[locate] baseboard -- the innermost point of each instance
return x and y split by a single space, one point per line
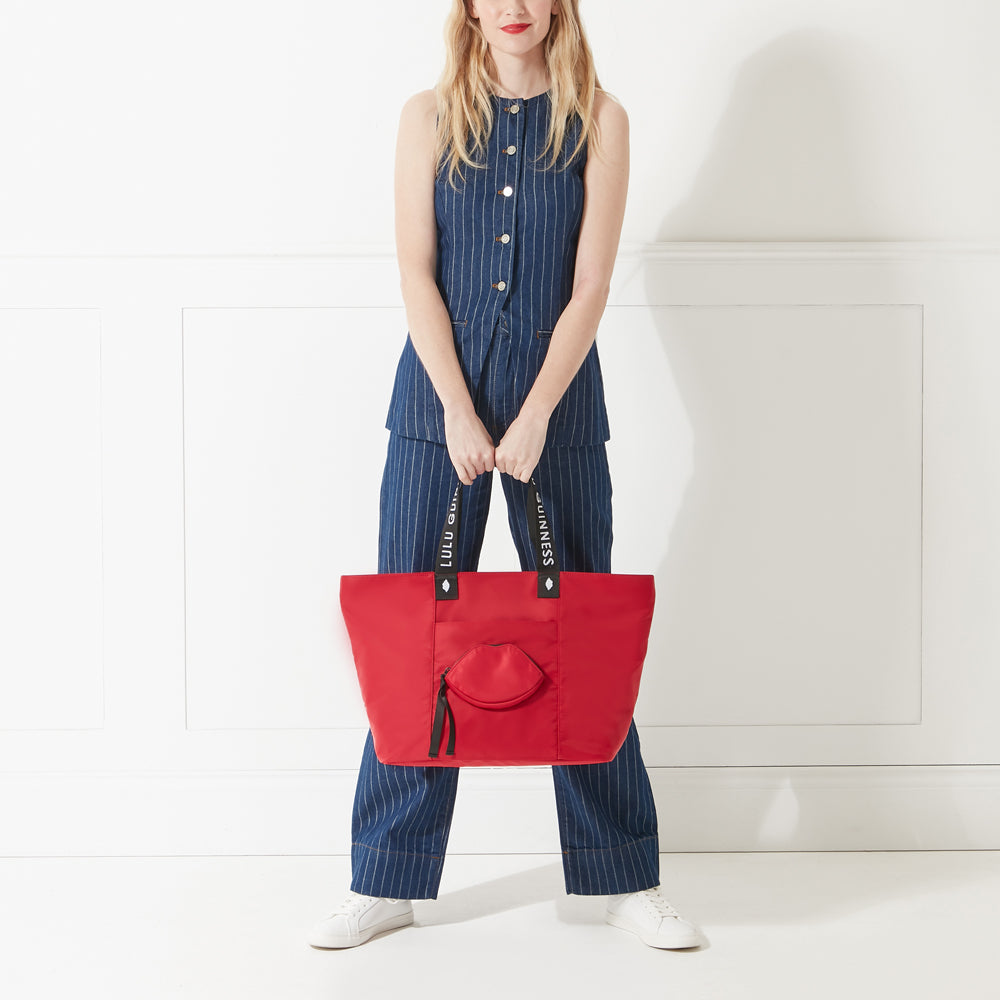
507 811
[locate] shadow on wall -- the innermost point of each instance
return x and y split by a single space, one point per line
790 591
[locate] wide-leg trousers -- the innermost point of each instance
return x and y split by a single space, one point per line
402 814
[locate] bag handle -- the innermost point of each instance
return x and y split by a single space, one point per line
539 528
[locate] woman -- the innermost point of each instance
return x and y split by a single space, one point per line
510 191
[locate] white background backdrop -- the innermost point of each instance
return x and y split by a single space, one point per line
199 321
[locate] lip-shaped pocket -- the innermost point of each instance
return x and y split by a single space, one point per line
495 676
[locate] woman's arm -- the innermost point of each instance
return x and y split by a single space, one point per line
605 180
470 446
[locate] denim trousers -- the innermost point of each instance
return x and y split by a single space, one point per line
402 814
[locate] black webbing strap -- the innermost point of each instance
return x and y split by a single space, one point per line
446 564
540 529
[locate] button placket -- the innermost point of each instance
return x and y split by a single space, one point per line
502 239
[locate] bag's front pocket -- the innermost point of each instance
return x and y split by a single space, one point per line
503 676
495 675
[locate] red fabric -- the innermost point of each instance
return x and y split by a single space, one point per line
567 668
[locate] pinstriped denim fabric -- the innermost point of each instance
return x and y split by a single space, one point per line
402 815
508 258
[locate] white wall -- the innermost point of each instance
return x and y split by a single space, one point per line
199 319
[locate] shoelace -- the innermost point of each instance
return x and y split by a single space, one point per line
657 904
355 901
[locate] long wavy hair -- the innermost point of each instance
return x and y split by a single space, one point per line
464 91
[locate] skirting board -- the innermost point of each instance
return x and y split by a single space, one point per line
500 811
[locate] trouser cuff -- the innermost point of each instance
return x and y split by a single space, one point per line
628 867
395 874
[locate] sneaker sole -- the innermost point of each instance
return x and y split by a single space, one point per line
320 940
683 938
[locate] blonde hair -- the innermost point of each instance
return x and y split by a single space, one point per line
464 92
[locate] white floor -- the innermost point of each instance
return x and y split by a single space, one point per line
807 926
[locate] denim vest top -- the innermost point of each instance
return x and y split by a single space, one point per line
506 254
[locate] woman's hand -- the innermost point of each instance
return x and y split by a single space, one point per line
470 446
521 447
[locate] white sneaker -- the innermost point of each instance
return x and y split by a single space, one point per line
359 918
652 918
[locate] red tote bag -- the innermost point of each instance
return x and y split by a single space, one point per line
498 669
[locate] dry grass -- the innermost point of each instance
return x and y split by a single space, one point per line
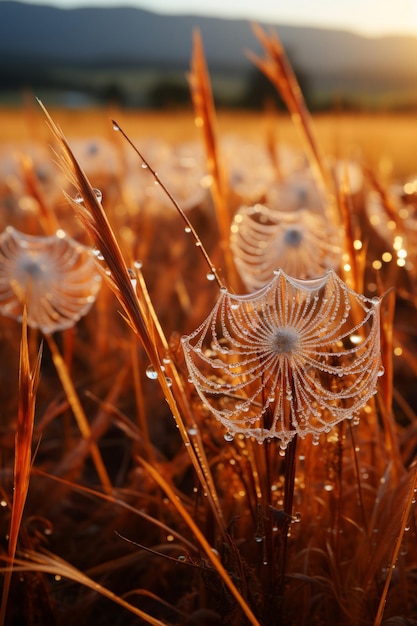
139 511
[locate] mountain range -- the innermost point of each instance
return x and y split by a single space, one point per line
130 52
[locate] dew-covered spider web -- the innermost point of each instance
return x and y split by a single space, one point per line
304 244
297 356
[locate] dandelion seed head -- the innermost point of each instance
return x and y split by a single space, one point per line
55 277
302 243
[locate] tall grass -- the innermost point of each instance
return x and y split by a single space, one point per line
150 514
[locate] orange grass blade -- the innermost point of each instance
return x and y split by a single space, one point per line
386 383
28 384
47 216
213 558
52 564
79 414
139 312
205 118
278 70
406 513
98 227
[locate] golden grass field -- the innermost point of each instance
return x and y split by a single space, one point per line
263 474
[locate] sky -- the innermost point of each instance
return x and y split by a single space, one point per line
367 17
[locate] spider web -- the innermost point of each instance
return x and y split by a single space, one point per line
297 356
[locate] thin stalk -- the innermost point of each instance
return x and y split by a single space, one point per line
211 555
79 414
188 225
28 383
140 408
194 444
51 564
205 119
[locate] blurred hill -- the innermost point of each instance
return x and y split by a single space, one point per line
140 58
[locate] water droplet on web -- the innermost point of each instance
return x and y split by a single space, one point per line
151 372
97 253
98 194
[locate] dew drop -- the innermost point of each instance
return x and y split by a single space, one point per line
151 373
98 194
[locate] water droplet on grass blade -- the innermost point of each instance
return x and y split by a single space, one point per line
151 372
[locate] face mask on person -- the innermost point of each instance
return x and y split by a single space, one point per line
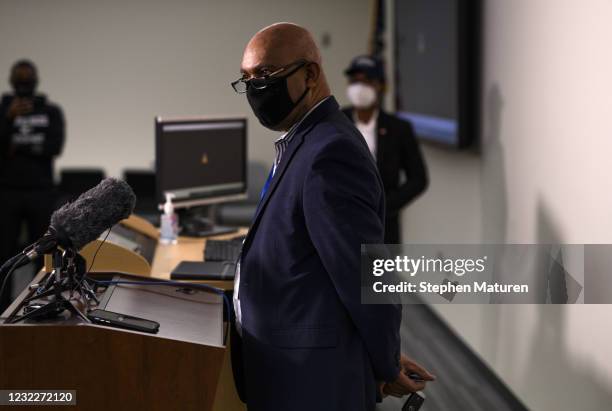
361 95
273 103
24 88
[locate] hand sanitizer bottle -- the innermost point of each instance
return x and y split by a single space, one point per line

_ _ _ _ _ _ _

- _Stated task_
Copy every line of the data exactly as written, excluding the pictures.

- _Exercise answer_
[locate] baseboard -- the innermost point of each instance
return x and y split by a single space, one point per line
507 811
[locate] shadow on wall -- the innermost point of each instance
return x and y split by a single space, one point per line
790 591
[locate] wide-leg trousers -- the innermost point of each instance
return x and y split by a single space, one point per line
402 814
[locate] bag handle -- the innermost point of each instance
return x and y split by a single space, one point per line
539 528
[locate] woman -- the innermost point of each instance
return x and y split by a single space, one point per line
510 191
[locate] white background backdrop -- the innermost point of each instance
return x and y split by a single space, one point per line
199 321
[locate] lip-shaped pocket -- the innermost point of each instance
return x and y split by a single space, one point per line
495 676
[locate] woman's arm -- the innermost point of each instance
return x and y split by a single space, one point per line
605 180
470 446
[locate] denim trousers -- the innermost point of each instance
return x and y split by a single space, one point per line
402 814
[locate] black webbing strap -- the innermost point of each instance
return x and y split by a single space, one point per line
446 564
540 529
[locate] button placket -- the innermost point of each instance
return x and y split by a single space, one point per line
502 239
[locate] bag's front pocket -- the innermost point of each instance
return x and y split by a single space, one point per line
503 676
495 675
[locate] red fabric -- the innermost point of each instance
return x and y split by a single space, one point per line
567 668
[locate] pinstriped denim fabric -- the innermost point of each instance
return x and y split by a single space, one point per line
402 815
508 258
[locate] white wall -- the innermost point of each instance
return x and y split by a single space, one point per line
199 319
[locate] shoelace -- the innermost point of each instance
return x and y split by a single space, one point per line
657 904
355 901
[locate] long wavy hair -- the innermost point of each instance
return x and y split by a single space, one point per line
464 91
[locate] skirting board -- the innermost point of each instance
return x and y split by a single space, one point per line
500 811
[locate] trouser cuff -- the innermost point of each instance
return x and y split by a single space, one point per line
628 867
395 874
[locate] sneaker sole -- the innermost point of each instance
return x and y split by a single space, one point per line
320 940
683 938
[locate] blonde hair -- the innermost point of each instance
return x and y split by a single space, one point per line
464 92
[locate] white floor -- the innermost point of each instance
return x and y split by a single space, one point per line
807 926
[locate] denim vest top -- the innermost point of each instance
return x and y split by a single space, one point per line
506 254
[locate] woman's hand -- the innermost point of each instance
return x and y split by a single space, one point per line
470 446
521 447
[locate] white sneaker -- the innermost point of each instance
return x and y split by a single space, one point per line
359 918
652 918
[locate] red tote bag -- the innermost point of each instance
return x and y split by a single space, one point per line
498 669
[locate] dry grass -- the innermost point of each instance
return x and y split by a single space, one point per line
139 511
[locate] mountain range -- the innermost point of each instance
return x and y split by a single space, one point per line
130 52
[locate] dew-covered spider web -- the innermost point of each instance
return x and y split by a single space, one point per line
304 244
297 356
[locate] dandelion seed head -- the innermost point of each instance
return x and y split by a single space, one point per line
55 277
302 243
[locate] tall grass -- the innermost point of each instance
return x and y split by a single space, one point per line
150 514
[locate] orange grass blade -- the innermost point of each instance
return x and y split by a single space, one point per line
386 383
28 384
47 216
213 558
52 564
79 414
139 312
205 118
278 70
406 513
98 227
[locate] golden grass field -- the innermost point of each instance
return x and y split by a single space, one point per line
263 474
[locate] sky -- the innermost point of each instance
return x and y split by a single space, one point per line
367 17
[locate] spider web -- the innermost point of each instance
return x and y split by a single space, one point per line
297 356
[locate] thin stalk -- the innermost point of each instance
return x and y split by a single space, one point per line
211 555
79 414
188 225
28 383
140 408
194 444
51 564
205 119
[locate] blurred hill -- the innermost point of each instance
return x and y split by a single space, one point per line
140 58
[locate] water droplet on web -- the innermost point of each instance
return x and y split by a single space, one point per line
151 372
97 253
98 194
[locate] dew drop -- the innermost point of each instance
return x and y split by a single space, one point per line
151 373
98 194
[locate] water droplet on grass blade -- the innermost point of each instance
return x and y split by a single space, one point per line
151 372
[locate] face mask on person -- the innermost point of each instance
return x and y split by a single space, one point per line
361 95
273 103
24 88
[locate] hand sanitizer bottle -- the innermost point of each instance
return x and y split by a single space, one point per line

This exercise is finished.